▶ **PASSAGE SHOWN**
········
In August 1960, the editorial department of Hangzhou Radio was merged into the Hangzhou Daily, which created a radio news editing team to supply articles for broadcast. In March 1961, the station suspended operations.

On May 1, 1984, Hangzhou People's Radio officially resumed broadcasting with two sets of programmes on medium wave and FM. In June 1992, the FM stereo frequency was renamed West Lake Sound Radio and formally launched on September 20 of that year. In October 1993, Hangzhou Economic Sound Radio (later renamed Traffic and Economy Radio) began broadcasting.

In 1998, Hangzhou People's Broadcasting Station (HPRS) standardised its call signs across three programmes: HPRS, HPRS Voice of the West Lake (WLH), and HPRS Voice of the Economy (VOE). Under a reform of the Broadcasting Bureau, which implemented a "channel and frequency management system under bureau leadership", the independent establishment of Hangzhou People's Broadcasting Station was abolished.

The station was originally located at No. 86 Moganshan Road, Gongshu District, Hangzhou. In January 2010, it relocated to the Broadcasting Center Building at No. 888 Zhijiang Road, Shangcheng District.
········
▶ **DATA LISTING**
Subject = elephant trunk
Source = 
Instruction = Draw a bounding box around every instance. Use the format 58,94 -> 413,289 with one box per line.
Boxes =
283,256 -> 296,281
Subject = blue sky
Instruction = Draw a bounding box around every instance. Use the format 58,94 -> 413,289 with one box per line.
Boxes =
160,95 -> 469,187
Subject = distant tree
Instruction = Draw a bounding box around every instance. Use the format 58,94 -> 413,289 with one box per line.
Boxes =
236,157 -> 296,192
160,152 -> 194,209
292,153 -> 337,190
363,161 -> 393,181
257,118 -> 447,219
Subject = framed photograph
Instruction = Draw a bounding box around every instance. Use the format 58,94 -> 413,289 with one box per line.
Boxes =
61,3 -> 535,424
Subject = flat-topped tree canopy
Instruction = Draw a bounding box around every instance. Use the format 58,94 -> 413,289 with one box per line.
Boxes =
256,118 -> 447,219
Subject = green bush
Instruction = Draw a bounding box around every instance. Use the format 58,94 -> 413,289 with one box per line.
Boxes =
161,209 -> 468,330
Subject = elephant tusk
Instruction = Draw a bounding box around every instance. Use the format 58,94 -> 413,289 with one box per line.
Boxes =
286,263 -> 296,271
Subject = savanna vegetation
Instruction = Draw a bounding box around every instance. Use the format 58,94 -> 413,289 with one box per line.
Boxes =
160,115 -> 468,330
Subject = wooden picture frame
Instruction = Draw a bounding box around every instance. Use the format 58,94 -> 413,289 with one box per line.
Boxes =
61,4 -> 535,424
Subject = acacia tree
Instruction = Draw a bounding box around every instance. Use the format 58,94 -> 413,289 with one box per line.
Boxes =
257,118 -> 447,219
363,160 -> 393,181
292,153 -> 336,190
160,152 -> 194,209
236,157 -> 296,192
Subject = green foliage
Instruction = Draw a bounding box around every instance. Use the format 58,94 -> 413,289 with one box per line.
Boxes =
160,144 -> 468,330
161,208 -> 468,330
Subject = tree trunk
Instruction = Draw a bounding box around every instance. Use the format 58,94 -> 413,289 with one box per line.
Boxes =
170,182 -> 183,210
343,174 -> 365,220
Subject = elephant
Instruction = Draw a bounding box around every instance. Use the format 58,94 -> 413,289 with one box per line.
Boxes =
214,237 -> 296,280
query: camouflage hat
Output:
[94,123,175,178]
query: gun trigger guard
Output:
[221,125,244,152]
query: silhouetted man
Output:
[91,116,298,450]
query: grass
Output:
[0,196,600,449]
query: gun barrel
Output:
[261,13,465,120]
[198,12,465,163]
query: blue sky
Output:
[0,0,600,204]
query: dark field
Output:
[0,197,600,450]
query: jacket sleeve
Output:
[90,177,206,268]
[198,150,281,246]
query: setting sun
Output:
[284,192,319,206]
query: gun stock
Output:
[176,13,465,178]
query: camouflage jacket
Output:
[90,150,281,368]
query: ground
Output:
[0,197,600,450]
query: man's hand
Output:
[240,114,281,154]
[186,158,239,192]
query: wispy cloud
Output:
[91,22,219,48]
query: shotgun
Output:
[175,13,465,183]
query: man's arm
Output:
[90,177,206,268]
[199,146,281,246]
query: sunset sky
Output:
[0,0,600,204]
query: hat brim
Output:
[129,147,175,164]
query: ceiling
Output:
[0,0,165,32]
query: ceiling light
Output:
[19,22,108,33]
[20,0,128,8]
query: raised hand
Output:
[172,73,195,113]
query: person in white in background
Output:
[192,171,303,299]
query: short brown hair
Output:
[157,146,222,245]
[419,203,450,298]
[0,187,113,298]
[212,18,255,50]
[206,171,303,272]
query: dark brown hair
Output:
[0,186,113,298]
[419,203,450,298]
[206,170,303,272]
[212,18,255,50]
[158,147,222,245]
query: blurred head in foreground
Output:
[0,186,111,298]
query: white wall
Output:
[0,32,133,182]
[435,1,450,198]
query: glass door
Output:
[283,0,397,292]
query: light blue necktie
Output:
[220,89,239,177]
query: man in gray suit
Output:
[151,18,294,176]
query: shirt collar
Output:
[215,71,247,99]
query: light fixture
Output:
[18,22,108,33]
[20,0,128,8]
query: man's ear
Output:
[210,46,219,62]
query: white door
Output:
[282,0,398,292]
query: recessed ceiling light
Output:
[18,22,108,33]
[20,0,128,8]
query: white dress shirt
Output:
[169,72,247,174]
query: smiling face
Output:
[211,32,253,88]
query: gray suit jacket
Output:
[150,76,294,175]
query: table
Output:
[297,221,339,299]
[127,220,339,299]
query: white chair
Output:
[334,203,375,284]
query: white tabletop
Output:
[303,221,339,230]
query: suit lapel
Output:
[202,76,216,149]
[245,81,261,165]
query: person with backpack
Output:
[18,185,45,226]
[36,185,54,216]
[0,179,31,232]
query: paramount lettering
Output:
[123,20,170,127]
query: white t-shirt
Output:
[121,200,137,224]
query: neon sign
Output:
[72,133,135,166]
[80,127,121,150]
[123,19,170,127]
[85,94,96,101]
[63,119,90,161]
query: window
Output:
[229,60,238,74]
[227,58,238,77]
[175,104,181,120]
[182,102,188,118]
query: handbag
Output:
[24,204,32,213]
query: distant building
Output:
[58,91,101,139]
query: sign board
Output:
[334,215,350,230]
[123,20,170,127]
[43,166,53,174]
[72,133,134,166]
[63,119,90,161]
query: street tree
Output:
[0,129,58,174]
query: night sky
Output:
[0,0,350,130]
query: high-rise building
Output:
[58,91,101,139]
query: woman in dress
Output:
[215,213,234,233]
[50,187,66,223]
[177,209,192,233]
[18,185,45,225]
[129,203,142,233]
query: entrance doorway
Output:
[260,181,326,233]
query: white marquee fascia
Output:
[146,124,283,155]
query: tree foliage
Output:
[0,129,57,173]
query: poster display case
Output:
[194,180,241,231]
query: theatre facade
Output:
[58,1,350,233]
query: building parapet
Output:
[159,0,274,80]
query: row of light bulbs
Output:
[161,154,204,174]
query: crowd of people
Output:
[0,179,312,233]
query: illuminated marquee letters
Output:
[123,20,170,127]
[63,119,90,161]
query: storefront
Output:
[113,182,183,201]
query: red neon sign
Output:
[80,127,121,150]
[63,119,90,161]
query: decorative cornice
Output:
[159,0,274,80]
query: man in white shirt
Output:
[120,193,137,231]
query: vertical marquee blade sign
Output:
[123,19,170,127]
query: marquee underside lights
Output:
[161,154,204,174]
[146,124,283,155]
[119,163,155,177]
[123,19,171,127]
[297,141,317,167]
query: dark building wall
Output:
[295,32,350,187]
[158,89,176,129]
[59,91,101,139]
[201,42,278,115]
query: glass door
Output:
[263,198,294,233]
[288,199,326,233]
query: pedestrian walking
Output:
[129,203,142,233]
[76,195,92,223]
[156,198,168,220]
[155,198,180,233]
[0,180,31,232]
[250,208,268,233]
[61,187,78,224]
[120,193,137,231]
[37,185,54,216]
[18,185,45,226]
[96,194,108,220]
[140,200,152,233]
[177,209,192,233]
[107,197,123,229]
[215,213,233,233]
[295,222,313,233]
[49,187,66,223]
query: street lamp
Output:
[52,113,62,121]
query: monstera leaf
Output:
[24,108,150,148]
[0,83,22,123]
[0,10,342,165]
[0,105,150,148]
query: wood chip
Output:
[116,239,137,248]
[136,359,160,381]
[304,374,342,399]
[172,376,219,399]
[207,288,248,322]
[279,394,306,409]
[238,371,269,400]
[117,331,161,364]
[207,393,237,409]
········
▶ **WHAT YOU ARE ASKED TO DO**
According to the passage on Hangzhou's radio station, where did the station relocate in January 2010? Answer from the passage alone, not from the items.

▶ **CORRECT OUTPUT**
To the Broadcasting Center Building at No. 888 Zhijiang Road, Shangcheng District.